このプラッターは、真鍮削り出しで直径143mm、重量2kgのインナーターンテーブルと、アルミ削り出しで直径350mm、重量5.2kgのメインターンテーブルを重ね合わせた2層構造になっている。金属自体にも固有振動が存在するが、異種材を組み合わせる事で、互いの固有振動を抑制している。真鍮とアルミの組み合わせは、実際に試作し、音を聴きながら選択したという。

大径重量級プラッター

回転させるのは、クォーツ制御によって生成される正確な正弦波を用いた24極2相AC シンクロナスモーターによるベルトドライブ方式。従来のハイエンドはダイレクトドライブだったが、ベルトドライブを選んだ理由として氏は、「当時、重いプラッターを回転させる目的は、電気的なフィードバックを無くすためだった。フィードバックをかけると、自然界にはない動きになり、どんどん音の抜けが悪くなる。フィードバックを少なくするのが目的であれば、そもそもフィードバックの無い、シンクロナスモーターでベルトドライブで回したほうが自然な回転になり、アナログらしい抜けの良い音が実現できる」(熊澤氏)と考えたためだという。回転数は33 1/3、45rpmに対応する。

ベルトドライブの利点
ショートタイプのピュアストレート・トーンアームを採用

アームは、スタイラス(針)、カンチレバー、支点が一直線に配置されるため、重量的・力学的バランスに優れる、ショートタイプのピュアストレート・トーンアームを採用。ヘッドシェルは交換可能。

アームパイプ部はテーパードカーボンパイプ(外側)と、銅メッキアルミパイプ(内側)とを組み合わせた2重構造。各素材の持ち味を活かした高剛性・低共振特性、高いノイズシールド効果も発揮する。

ストレートアームの弱点とされるトラッキングエラーについては、L/Rの位相差と、トラッキングエラー歪の2つの影響があるとされる。しかし、前者はL/Rスピーカーの距離に換算すると2.1mmと、セッティングの誤差程度、後者はレコードが元々持っているトレーシング歪や残留ノイズなどの影響が大きくマスキングされる。「そこにこだわるよりは、音の抜け、低域の表現を追求すべきだと考えた」とのこと

すべての音声配線には、銅導体のPC-Triple Cを採用。全帯域にわたる情報量の豊かさと低域の力感を実現したという。別記事で紹介するパワーアンプ「M-5000」、プリアンプ「C-5000」、そして5000シリーズのスピーカー「NS-5000」にもPC-Triple Cは使われている。

5000シリーズのスピーカー「NS-5000」
XLRバランス出力も搭載

出力端子は、RCAアンバランスに加え、カートリッジの出力をバランス音声のまま取り出せるXLRバランスも搭載。フォノイコライザー回路を含む全段のバランス伝送を実現しているプリアンプ C-5000、パワーアンプ M-5000と組み合わせる事で、フォノカートリッジからスピーカー出力までの完全バランス伝送が可能になる。

§ §

__課題のねらい__
ターンテーブルの解説文のうち、「このプラッターは、真鍮削り出」から「イズシールド効果も発揮する。」まで（両端を含む）を一字一句そのまま書き写してもらえますか？

コレクションから抜き出したエントリー

§ §

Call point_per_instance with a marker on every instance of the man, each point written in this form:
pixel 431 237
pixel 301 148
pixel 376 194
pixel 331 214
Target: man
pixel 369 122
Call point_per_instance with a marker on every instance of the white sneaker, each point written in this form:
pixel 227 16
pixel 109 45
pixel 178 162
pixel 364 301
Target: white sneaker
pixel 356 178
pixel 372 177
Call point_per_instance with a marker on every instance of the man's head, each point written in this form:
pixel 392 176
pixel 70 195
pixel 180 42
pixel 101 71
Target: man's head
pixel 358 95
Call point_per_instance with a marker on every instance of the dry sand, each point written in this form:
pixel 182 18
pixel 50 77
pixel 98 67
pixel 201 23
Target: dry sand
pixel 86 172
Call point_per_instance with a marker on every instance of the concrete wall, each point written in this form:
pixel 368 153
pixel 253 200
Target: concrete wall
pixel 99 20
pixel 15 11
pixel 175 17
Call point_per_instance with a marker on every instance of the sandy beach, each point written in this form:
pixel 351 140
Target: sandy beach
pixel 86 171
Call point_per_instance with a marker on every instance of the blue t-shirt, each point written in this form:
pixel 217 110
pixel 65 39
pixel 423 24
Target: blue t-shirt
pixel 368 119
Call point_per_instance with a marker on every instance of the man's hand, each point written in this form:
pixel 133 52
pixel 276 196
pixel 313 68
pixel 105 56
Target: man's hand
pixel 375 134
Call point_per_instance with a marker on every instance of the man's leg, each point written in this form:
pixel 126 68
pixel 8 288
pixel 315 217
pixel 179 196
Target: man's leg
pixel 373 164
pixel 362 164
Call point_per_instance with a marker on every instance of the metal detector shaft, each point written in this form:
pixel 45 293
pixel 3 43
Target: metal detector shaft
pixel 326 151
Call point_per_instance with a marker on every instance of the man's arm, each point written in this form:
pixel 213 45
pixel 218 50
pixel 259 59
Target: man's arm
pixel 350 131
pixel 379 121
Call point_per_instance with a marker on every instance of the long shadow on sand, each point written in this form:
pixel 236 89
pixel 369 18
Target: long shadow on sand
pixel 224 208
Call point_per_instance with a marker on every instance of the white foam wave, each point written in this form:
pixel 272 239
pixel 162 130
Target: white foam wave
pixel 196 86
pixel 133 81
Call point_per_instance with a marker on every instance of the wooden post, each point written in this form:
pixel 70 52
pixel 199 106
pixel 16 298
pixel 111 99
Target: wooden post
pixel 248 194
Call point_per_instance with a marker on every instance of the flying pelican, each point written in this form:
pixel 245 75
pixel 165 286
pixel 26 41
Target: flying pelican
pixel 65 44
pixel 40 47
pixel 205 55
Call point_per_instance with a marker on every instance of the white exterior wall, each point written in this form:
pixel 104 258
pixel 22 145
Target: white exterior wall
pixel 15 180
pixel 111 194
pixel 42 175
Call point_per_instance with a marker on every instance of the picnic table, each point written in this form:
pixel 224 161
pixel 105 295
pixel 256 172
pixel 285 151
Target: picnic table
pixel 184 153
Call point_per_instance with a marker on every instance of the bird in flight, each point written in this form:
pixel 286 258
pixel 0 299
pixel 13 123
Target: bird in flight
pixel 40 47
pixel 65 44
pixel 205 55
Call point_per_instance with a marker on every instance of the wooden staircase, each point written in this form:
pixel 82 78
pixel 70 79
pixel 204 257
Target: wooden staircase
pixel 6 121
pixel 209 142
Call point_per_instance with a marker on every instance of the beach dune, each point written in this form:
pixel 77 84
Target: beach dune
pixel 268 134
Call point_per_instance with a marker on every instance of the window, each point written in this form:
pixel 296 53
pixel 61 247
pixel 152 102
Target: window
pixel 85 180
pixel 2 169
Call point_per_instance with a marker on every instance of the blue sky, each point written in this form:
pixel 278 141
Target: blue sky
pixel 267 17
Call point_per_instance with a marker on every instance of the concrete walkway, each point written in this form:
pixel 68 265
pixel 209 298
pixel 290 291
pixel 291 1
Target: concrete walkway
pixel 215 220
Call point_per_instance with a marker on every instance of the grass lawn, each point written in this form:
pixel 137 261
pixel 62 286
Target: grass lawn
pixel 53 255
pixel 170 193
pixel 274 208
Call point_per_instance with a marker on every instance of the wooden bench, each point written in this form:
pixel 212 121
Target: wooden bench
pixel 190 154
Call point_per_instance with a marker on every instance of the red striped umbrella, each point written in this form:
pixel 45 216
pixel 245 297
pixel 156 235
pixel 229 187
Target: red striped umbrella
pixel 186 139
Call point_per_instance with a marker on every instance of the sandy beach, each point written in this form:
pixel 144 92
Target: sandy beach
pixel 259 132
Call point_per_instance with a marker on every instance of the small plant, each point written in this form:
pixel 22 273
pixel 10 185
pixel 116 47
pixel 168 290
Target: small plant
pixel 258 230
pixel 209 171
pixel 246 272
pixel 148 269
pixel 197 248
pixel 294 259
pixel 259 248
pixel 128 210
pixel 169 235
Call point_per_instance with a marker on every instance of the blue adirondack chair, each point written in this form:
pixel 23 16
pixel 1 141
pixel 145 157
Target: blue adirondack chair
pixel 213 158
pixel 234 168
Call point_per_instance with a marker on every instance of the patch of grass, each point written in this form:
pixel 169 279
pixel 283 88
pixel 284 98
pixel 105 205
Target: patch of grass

§ §

__課題への回答__
このプラッターは、真鍮削り出しで直径143mm、重量2kgのインナーターンテーブルと、アルミ削り出しで直径350mm、重量5.2kgのメインターンテーブルを重ね合わせた2層構造になっている。金属自体にも固有振動が存在するが、異種材を組み合わせる事で、互いの固有振動を抑制している。真鍮とアルミの組み合わせは、実際に試作し、音を聴きながら選択したという。

大径重量級プラッター

回転させるのは、クォーツ制御によって生成される正確な正弦波を用いた24極2相AC シンクロナスモーターによるベルトドライブ方式。従来のハイエンドはダイレクトドライブだったが、ベルトドライブを選んだ理由として氏は、「当時、重いプラッターを回転させる目的は、電気的なフィードバックを無くすためだった。フィードバックをかけると、自然界にはない動きになり、どんどん音の抜けが悪くなる。フィードバックを少なくするのが目的であれば、そもそもフィードバックの無い、シンクロナスモーターでベルトドライブで回したほうが自然な回転になり、アナログらしい抜けの良い音が実現できる」(熊澤氏)と考えたためだという。回転数は33 1/3、45rpmに対応する。

ベルトドライブの利点
ショートタイプのピュアストレート・トーンアームを採用

アームは、スタイラス(針)、カンチレバー、支点が一直線に配置されるため、重量的・力学的バランスに優れる、ショートタイプのピュアストレート・トーンアームを採用。ヘッドシェルは交換可能。

アームパイプ部はテーパードカーボンパイプ(外側)と、銅メッキアルミパイプ(内側)とを組み合わせた2重構造。各素材の持ち味を活かした高剛性・低共振特性、高いノイズシールド効果も発揮する。